- **ACTION ITEM**
Set down each of the records below exactly as it reads. No pictures go into the copy.

- **RECORDS SHOWN**
• • • • • • •

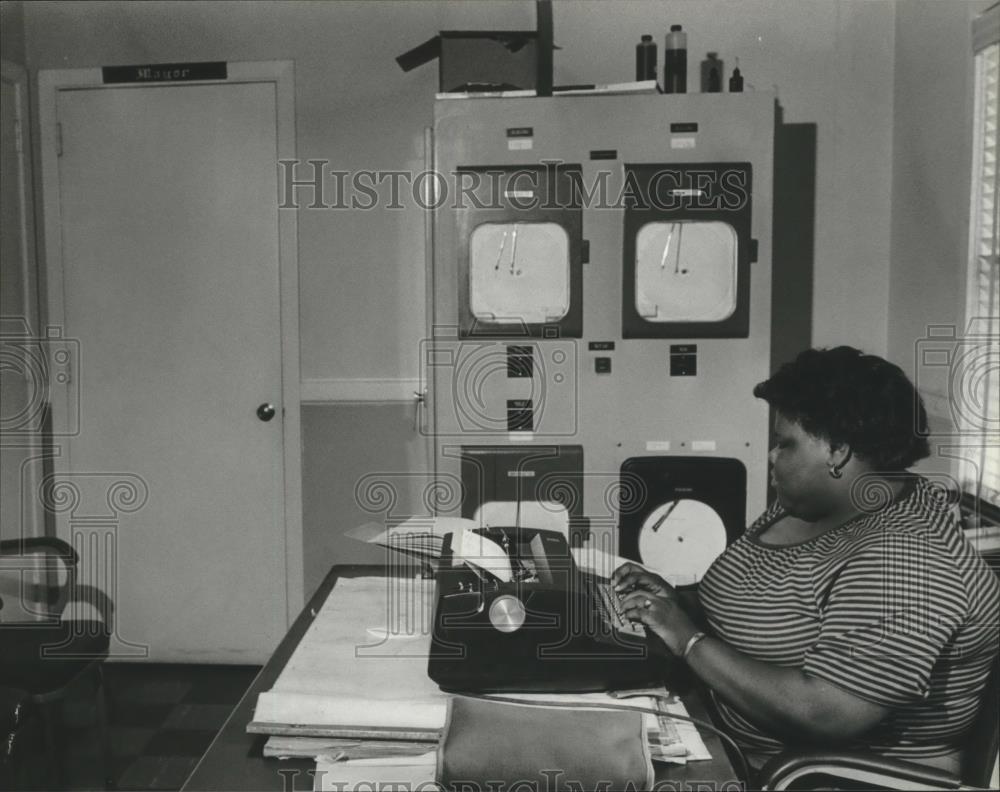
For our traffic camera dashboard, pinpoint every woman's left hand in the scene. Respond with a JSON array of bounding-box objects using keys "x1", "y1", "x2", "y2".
[{"x1": 620, "y1": 588, "x2": 698, "y2": 657}]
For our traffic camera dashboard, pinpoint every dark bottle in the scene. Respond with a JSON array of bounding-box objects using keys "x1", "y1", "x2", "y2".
[
  {"x1": 701, "y1": 52, "x2": 723, "y2": 93},
  {"x1": 729, "y1": 60, "x2": 744, "y2": 92},
  {"x1": 664, "y1": 24, "x2": 687, "y2": 93},
  {"x1": 635, "y1": 35, "x2": 657, "y2": 82}
]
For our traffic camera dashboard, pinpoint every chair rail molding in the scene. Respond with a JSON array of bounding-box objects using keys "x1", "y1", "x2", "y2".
[{"x1": 301, "y1": 378, "x2": 422, "y2": 403}]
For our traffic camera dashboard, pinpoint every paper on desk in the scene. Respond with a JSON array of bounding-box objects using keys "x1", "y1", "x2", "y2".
[
  {"x1": 660, "y1": 698, "x2": 712, "y2": 762},
  {"x1": 313, "y1": 752, "x2": 436, "y2": 791},
  {"x1": 264, "y1": 735, "x2": 433, "y2": 760},
  {"x1": 251, "y1": 577, "x2": 449, "y2": 736},
  {"x1": 343, "y1": 751, "x2": 437, "y2": 767}
]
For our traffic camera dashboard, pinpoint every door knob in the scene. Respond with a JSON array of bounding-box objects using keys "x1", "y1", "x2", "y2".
[{"x1": 257, "y1": 403, "x2": 276, "y2": 422}]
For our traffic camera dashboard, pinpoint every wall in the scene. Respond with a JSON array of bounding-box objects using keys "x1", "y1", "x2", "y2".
[
  {"x1": 22, "y1": 0, "x2": 897, "y2": 366},
  {"x1": 21, "y1": 0, "x2": 899, "y2": 595},
  {"x1": 887, "y1": 0, "x2": 988, "y2": 475},
  {"x1": 557, "y1": 0, "x2": 896, "y2": 354},
  {"x1": 1, "y1": 0, "x2": 25, "y2": 65},
  {"x1": 1, "y1": 0, "x2": 39, "y2": 563},
  {"x1": 0, "y1": 2, "x2": 31, "y2": 552}
]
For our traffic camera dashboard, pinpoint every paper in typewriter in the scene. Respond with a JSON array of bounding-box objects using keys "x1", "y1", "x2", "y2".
[{"x1": 347, "y1": 516, "x2": 477, "y2": 561}]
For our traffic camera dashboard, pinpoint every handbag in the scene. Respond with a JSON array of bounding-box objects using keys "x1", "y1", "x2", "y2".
[{"x1": 437, "y1": 695, "x2": 654, "y2": 791}]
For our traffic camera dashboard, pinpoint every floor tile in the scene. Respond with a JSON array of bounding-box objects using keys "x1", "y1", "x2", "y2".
[
  {"x1": 109, "y1": 699, "x2": 175, "y2": 727},
  {"x1": 109, "y1": 724, "x2": 157, "y2": 757},
  {"x1": 163, "y1": 702, "x2": 234, "y2": 731},
  {"x1": 185, "y1": 668, "x2": 257, "y2": 704},
  {"x1": 63, "y1": 738, "x2": 109, "y2": 791},
  {"x1": 62, "y1": 693, "x2": 100, "y2": 728},
  {"x1": 142, "y1": 728, "x2": 218, "y2": 757},
  {"x1": 111, "y1": 757, "x2": 135, "y2": 785},
  {"x1": 117, "y1": 755, "x2": 200, "y2": 791},
  {"x1": 55, "y1": 663, "x2": 261, "y2": 790},
  {"x1": 63, "y1": 723, "x2": 101, "y2": 752},
  {"x1": 115, "y1": 678, "x2": 192, "y2": 705}
]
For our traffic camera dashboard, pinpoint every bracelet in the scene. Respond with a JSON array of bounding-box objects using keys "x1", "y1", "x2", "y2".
[{"x1": 682, "y1": 631, "x2": 708, "y2": 660}]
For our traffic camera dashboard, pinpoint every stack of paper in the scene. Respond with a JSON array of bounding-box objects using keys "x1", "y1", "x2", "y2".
[
  {"x1": 249, "y1": 576, "x2": 448, "y2": 739},
  {"x1": 313, "y1": 752, "x2": 437, "y2": 791},
  {"x1": 263, "y1": 735, "x2": 433, "y2": 761}
]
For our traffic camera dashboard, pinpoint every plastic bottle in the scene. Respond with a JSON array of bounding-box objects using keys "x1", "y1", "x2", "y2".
[
  {"x1": 635, "y1": 35, "x2": 657, "y2": 82},
  {"x1": 701, "y1": 52, "x2": 723, "y2": 93},
  {"x1": 664, "y1": 25, "x2": 687, "y2": 94},
  {"x1": 729, "y1": 59, "x2": 744, "y2": 92}
]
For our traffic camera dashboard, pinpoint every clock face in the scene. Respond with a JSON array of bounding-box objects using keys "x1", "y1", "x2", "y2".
[
  {"x1": 469, "y1": 222, "x2": 570, "y2": 324},
  {"x1": 635, "y1": 220, "x2": 738, "y2": 322}
]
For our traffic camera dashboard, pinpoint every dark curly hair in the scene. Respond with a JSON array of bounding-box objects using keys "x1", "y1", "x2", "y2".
[{"x1": 753, "y1": 346, "x2": 930, "y2": 471}]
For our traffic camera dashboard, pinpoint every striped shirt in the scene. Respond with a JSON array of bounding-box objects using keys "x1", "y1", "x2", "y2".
[{"x1": 698, "y1": 475, "x2": 1000, "y2": 761}]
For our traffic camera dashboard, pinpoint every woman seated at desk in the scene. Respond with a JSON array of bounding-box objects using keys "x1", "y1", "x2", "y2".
[{"x1": 614, "y1": 346, "x2": 1000, "y2": 774}]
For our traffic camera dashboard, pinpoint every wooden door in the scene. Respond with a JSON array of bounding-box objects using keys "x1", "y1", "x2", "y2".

• • • • • • •

- **ANSWER SPACE**
For our traffic camera dashboard, pinpoint every woman's left hand in the scene. Respond with a JSON array of bounding-box objects using keys "x1", "y1", "x2", "y2".
[{"x1": 620, "y1": 588, "x2": 698, "y2": 657}]
For our traffic camera dashboard, pinpoint every dark bottle in the scene. Respond with a JSON array of bounding-box objects using keys "x1", "y1", "x2", "y2".
[
  {"x1": 701, "y1": 52, "x2": 723, "y2": 93},
  {"x1": 729, "y1": 60, "x2": 744, "y2": 92},
  {"x1": 664, "y1": 24, "x2": 687, "y2": 93},
  {"x1": 635, "y1": 35, "x2": 657, "y2": 82}
]
For our traffic camera dashboard, pinpoint every chair rail molding in the scene. Respond with a JSON array of bounding-box objects using keys "x1", "y1", "x2", "y2".
[{"x1": 301, "y1": 378, "x2": 422, "y2": 403}]
For our traffic camera dashboard, pinpoint every paper on desk in the scene. Respond with a JSON array of bounding-box objects using keys "x1", "y1", "x2", "y2".
[
  {"x1": 660, "y1": 698, "x2": 712, "y2": 762},
  {"x1": 313, "y1": 752, "x2": 436, "y2": 791},
  {"x1": 264, "y1": 735, "x2": 433, "y2": 760},
  {"x1": 251, "y1": 577, "x2": 449, "y2": 736},
  {"x1": 343, "y1": 751, "x2": 437, "y2": 767}
]
For our traffic camera dashboard, pinpoint every door knob in the scene. Respond with a JSON array of bounding-box objects using keys "x1", "y1", "x2", "y2".
[{"x1": 257, "y1": 403, "x2": 276, "y2": 422}]
For our traffic camera dashboard, pinpoint every wall in the scene. Respond with a JSON array of bounding-box objects using keys "x1", "y1", "x2", "y2".
[
  {"x1": 22, "y1": 0, "x2": 897, "y2": 366},
  {"x1": 21, "y1": 0, "x2": 899, "y2": 595},
  {"x1": 887, "y1": 0, "x2": 988, "y2": 475},
  {"x1": 557, "y1": 0, "x2": 896, "y2": 354},
  {"x1": 1, "y1": 0, "x2": 25, "y2": 65},
  {"x1": 1, "y1": 0, "x2": 39, "y2": 563},
  {"x1": 0, "y1": 2, "x2": 31, "y2": 552}
]
For our traffic camera dashboard, pinpoint every paper in typewriter in the scene. Respond with a JSON array of bounding-box objects using keys "x1", "y1", "x2", "y2".
[{"x1": 347, "y1": 516, "x2": 477, "y2": 561}]
For our traffic camera dashboard, pinpoint every handbag in the scene. Respond with a JSON array of bounding-box objects using keys "x1", "y1", "x2", "y2".
[{"x1": 437, "y1": 695, "x2": 654, "y2": 791}]
For our traffic camera dashboard, pinpoint every floor tile in the scene. Respond with a JSON array of bounding-box objects using keys "x1", "y1", "x2", "y2".
[
  {"x1": 109, "y1": 699, "x2": 175, "y2": 727},
  {"x1": 109, "y1": 724, "x2": 157, "y2": 757},
  {"x1": 163, "y1": 702, "x2": 234, "y2": 731},
  {"x1": 185, "y1": 668, "x2": 257, "y2": 704},
  {"x1": 63, "y1": 738, "x2": 109, "y2": 791},
  {"x1": 62, "y1": 693, "x2": 100, "y2": 728},
  {"x1": 142, "y1": 728, "x2": 218, "y2": 757},
  {"x1": 111, "y1": 757, "x2": 135, "y2": 785},
  {"x1": 117, "y1": 755, "x2": 200, "y2": 791},
  {"x1": 55, "y1": 663, "x2": 261, "y2": 790},
  {"x1": 63, "y1": 723, "x2": 101, "y2": 752},
  {"x1": 115, "y1": 678, "x2": 192, "y2": 705}
]
For our traffic camera dashboard, pinpoint every bracelet in the scene. Respond with a JSON array of bounding-box objects using keys "x1", "y1", "x2", "y2".
[{"x1": 682, "y1": 631, "x2": 708, "y2": 660}]
For our traffic camera dashboard, pinpoint every stack of paper in the scene. Respond with a JSON array of bounding-box objects using keys "x1", "y1", "x2", "y2".
[
  {"x1": 249, "y1": 576, "x2": 448, "y2": 739},
  {"x1": 313, "y1": 752, "x2": 437, "y2": 791},
  {"x1": 263, "y1": 735, "x2": 433, "y2": 761}
]
For our traffic camera dashboard, pinpoint every plastic bottle in the scene. Respond with a JSON array of bounding-box objects using keys "x1", "y1", "x2", "y2".
[
  {"x1": 635, "y1": 35, "x2": 657, "y2": 82},
  {"x1": 701, "y1": 52, "x2": 723, "y2": 93},
  {"x1": 664, "y1": 25, "x2": 687, "y2": 94},
  {"x1": 729, "y1": 59, "x2": 744, "y2": 92}
]
For our traffic camera dashboard, pinpoint every clock face in the scene. Respond with a JSON array of bounding-box objects using keys "x1", "y1", "x2", "y2".
[
  {"x1": 469, "y1": 222, "x2": 570, "y2": 324},
  {"x1": 635, "y1": 220, "x2": 738, "y2": 322}
]
For our traffic camera dashboard, pinpoint every dark curly hair in the scene. Respond with a JSON array of bounding-box objects using keys "x1", "y1", "x2", "y2".
[{"x1": 753, "y1": 346, "x2": 930, "y2": 471}]
For our traffic camera dashboard, pinpoint every striped shirt in the scene. Respond with a JSON array of bounding-box objects using keys "x1", "y1", "x2", "y2".
[{"x1": 698, "y1": 475, "x2": 1000, "y2": 761}]
For our traffic camera dashboard, pinpoint every woman seated at desk in the scene. Respond with a JSON array of bounding-box objects using keys "x1", "y1", "x2", "y2".
[{"x1": 614, "y1": 346, "x2": 1000, "y2": 774}]
For our traffic camera dashboard, pinpoint every wooden door in the scene. Respond with a JSON array of bounding-box objects using keys "x1", "y1", "x2", "y2".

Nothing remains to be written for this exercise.